[DATA LISTING]
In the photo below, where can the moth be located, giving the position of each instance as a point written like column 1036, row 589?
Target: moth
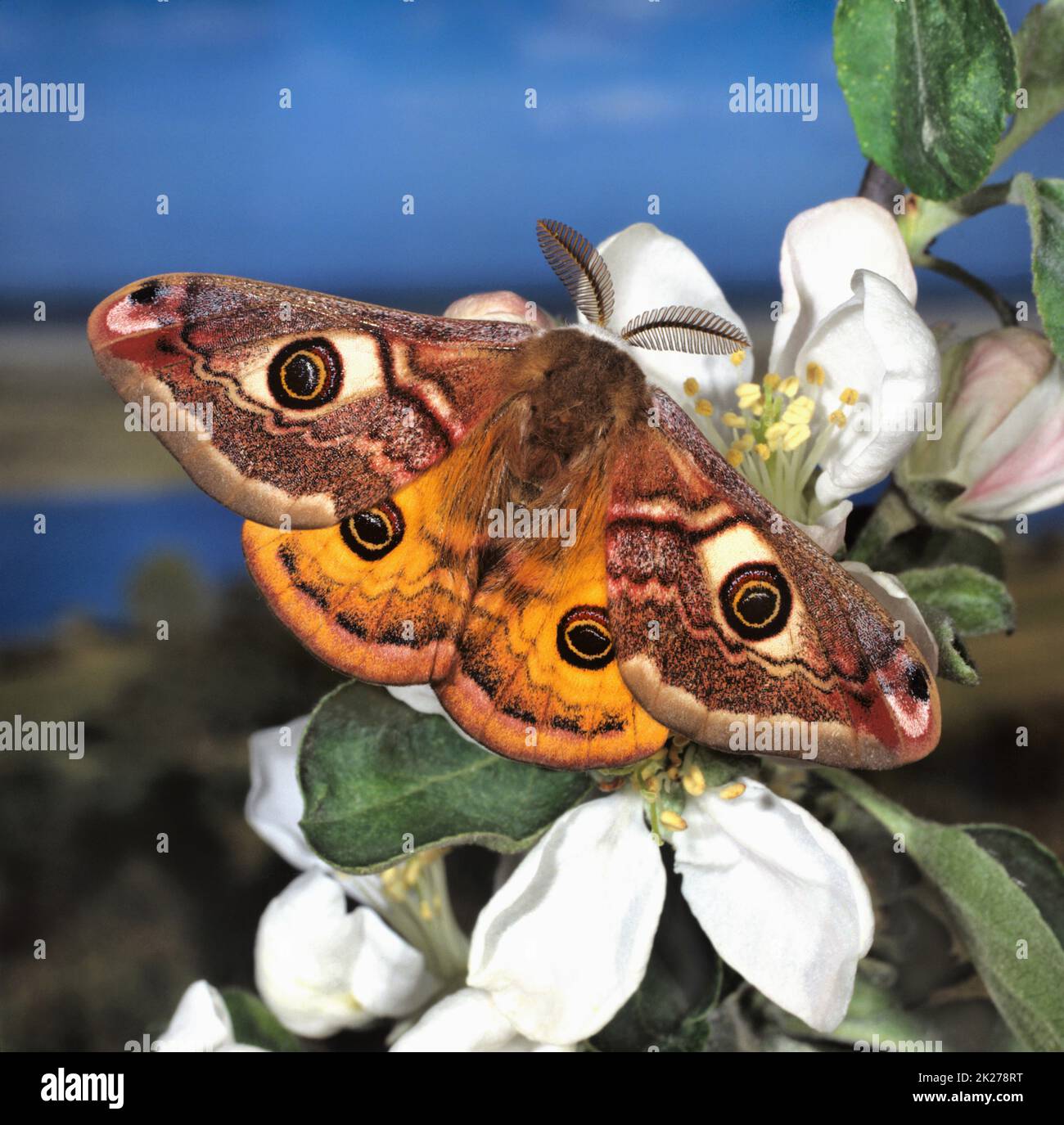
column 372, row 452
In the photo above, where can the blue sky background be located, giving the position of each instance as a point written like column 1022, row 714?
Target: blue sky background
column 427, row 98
...
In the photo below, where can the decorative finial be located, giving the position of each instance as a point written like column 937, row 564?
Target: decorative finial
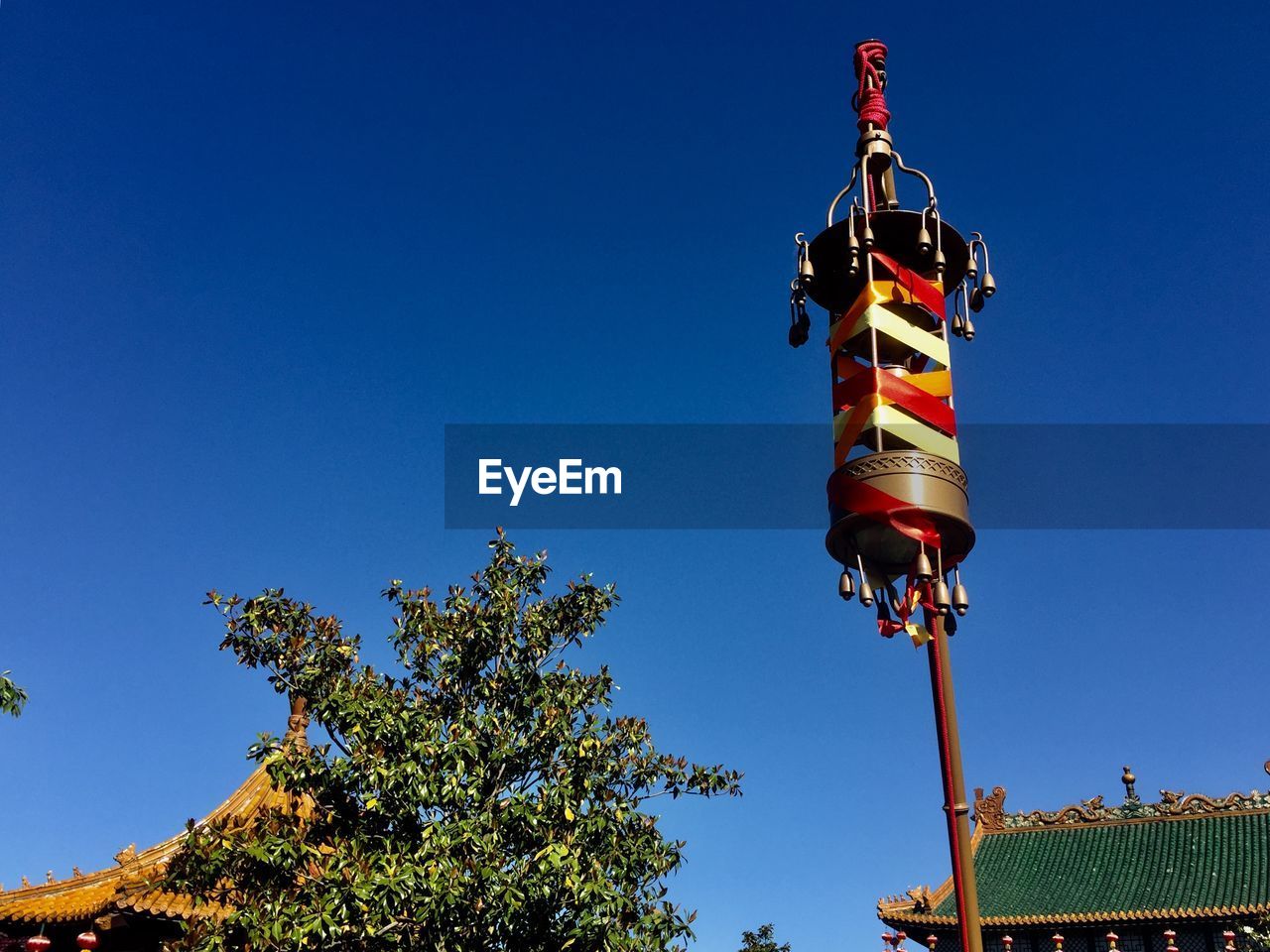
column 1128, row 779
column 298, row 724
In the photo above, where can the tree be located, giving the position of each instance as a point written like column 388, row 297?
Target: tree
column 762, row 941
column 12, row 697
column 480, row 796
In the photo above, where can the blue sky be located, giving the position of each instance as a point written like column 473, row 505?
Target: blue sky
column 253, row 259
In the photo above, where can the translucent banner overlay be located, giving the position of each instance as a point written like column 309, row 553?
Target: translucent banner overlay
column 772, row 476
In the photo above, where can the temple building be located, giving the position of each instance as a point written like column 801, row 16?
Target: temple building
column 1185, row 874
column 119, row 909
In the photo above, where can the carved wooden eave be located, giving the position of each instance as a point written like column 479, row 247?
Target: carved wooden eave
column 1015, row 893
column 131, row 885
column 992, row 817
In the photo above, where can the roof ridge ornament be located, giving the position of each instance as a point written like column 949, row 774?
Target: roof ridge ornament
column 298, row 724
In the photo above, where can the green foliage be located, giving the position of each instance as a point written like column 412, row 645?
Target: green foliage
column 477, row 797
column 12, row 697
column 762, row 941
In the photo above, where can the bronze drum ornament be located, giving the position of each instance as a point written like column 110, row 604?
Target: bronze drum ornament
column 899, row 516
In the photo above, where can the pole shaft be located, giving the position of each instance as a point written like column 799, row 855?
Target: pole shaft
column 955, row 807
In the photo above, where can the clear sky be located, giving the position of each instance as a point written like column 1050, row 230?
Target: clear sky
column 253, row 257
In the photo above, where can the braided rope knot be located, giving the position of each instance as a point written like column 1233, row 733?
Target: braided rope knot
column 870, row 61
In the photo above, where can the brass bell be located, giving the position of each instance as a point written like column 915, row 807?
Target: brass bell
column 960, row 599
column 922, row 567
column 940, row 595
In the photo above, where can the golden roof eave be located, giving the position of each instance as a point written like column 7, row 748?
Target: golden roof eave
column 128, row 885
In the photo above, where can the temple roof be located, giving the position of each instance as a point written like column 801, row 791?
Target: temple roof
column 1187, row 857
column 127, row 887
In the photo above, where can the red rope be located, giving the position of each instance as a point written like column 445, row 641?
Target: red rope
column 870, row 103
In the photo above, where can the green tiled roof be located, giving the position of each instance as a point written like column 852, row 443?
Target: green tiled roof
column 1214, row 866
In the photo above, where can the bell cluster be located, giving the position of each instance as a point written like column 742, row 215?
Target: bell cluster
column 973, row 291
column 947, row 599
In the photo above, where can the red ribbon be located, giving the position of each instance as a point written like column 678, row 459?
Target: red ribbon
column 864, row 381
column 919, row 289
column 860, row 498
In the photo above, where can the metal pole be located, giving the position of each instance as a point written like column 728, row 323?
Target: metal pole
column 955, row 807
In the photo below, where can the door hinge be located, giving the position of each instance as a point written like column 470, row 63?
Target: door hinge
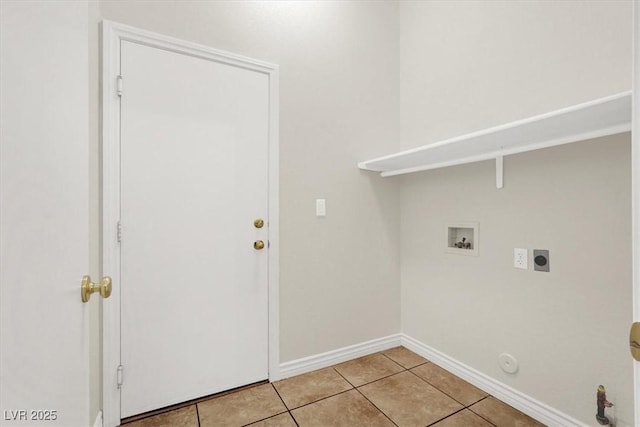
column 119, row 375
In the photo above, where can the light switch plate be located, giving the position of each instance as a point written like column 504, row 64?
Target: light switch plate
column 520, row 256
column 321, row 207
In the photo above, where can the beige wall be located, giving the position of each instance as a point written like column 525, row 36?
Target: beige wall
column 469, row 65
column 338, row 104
==
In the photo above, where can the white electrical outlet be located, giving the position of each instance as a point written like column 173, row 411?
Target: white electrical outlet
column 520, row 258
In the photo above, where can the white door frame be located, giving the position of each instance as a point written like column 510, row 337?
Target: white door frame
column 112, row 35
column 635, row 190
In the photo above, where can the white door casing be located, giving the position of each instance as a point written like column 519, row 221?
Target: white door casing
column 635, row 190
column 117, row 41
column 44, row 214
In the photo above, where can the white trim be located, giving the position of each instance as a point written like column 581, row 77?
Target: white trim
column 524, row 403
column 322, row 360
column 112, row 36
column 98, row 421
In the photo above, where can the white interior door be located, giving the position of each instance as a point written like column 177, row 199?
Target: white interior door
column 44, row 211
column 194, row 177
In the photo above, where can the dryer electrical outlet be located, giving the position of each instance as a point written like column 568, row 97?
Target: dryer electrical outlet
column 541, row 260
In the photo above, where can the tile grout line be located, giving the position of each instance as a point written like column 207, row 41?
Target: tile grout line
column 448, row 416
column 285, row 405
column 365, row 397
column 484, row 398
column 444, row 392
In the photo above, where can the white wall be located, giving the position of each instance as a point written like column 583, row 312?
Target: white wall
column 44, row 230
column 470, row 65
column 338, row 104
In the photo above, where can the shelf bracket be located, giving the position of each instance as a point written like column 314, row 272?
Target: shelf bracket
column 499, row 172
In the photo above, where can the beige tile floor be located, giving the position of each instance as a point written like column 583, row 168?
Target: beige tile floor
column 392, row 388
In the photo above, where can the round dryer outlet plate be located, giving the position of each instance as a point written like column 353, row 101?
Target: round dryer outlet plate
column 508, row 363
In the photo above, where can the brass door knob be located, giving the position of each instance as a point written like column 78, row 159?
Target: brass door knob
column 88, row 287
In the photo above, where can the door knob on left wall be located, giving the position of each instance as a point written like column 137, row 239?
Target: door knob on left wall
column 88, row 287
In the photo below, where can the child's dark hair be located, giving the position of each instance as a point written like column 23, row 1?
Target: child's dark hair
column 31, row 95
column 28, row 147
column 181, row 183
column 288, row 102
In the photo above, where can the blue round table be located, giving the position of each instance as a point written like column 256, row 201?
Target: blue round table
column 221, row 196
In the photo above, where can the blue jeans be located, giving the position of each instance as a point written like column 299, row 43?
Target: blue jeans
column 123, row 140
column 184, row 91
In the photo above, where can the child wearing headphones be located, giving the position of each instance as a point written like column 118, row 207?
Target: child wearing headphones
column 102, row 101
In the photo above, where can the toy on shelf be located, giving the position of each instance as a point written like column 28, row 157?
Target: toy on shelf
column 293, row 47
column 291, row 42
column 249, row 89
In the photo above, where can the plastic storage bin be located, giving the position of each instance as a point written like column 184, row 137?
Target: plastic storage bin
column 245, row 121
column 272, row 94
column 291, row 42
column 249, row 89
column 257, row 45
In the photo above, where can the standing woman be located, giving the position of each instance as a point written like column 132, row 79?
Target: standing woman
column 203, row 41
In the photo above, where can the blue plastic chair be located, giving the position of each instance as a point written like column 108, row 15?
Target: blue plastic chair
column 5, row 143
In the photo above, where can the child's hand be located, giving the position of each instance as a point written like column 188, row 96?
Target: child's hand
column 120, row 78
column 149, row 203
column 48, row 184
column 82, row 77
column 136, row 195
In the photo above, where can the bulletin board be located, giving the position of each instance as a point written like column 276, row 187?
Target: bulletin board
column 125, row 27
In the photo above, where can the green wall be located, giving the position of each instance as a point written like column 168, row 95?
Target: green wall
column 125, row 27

[AIM]
Retype the records word for word, beginning at the line that has "In the photo above, where can the white wall" and stopping after the line that has "column 392, row 388".

[OUTPUT BELOW]
In the photo above, where can the white wall be located, giving the position of each instance as a point written like column 583, row 312?
Target: white wall
column 44, row 230
column 470, row 65
column 338, row 104
In the photo above, where can the shelf bracket be located, giving the position of each instance as a point written like column 314, row 272?
Target: shelf bracket
column 499, row 172
In the photo above, where can the beige tile floor be located, giving the position of each instance as a point written like column 583, row 168?
Target: beige tile floor
column 392, row 388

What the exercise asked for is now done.